Task prompt:
The full listing should be set down exactly as it reads.

### Source data

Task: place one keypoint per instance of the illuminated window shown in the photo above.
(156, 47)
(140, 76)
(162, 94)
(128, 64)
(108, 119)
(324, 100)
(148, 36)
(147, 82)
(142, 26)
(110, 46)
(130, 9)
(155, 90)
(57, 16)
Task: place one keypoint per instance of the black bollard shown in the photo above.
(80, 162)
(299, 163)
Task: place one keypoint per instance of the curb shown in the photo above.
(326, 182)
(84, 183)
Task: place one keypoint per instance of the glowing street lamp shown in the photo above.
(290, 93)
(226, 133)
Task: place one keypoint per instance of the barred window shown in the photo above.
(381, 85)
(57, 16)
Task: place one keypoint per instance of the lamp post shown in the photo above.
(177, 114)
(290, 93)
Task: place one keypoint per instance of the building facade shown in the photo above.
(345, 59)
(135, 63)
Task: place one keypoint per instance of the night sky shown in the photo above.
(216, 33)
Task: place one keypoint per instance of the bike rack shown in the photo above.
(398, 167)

######

Response:
Task: place one keypoint per instance of the illuminated window shown in the photo above.
(156, 47)
(140, 76)
(162, 94)
(128, 64)
(108, 119)
(324, 100)
(148, 36)
(147, 82)
(142, 26)
(110, 46)
(130, 9)
(155, 90)
(57, 16)
Task: place one keypoint per instance of the black bollard shown in the photo above.
(80, 162)
(299, 163)
Task: place one keypoint per instance of the curb shown in the photo above.
(326, 182)
(84, 183)
Task: place one keypoint per instance of the glowing street lamp shown in the photo above.
(290, 93)
(226, 133)
Task: place one keypoint per instance of the barred window shown in the photo above.
(381, 85)
(57, 16)
Task: place one keypoint per instance of the lamp post shown in the photo above.
(177, 114)
(290, 93)
Task: place one keypoint per instance of the building facade shown in the photo above.
(345, 59)
(135, 63)
Task: place one keypoint per instance of the night sky shown in the photo above.
(216, 33)
Task: place one keypoint per instance of the bike rack shown in the photo above.
(398, 167)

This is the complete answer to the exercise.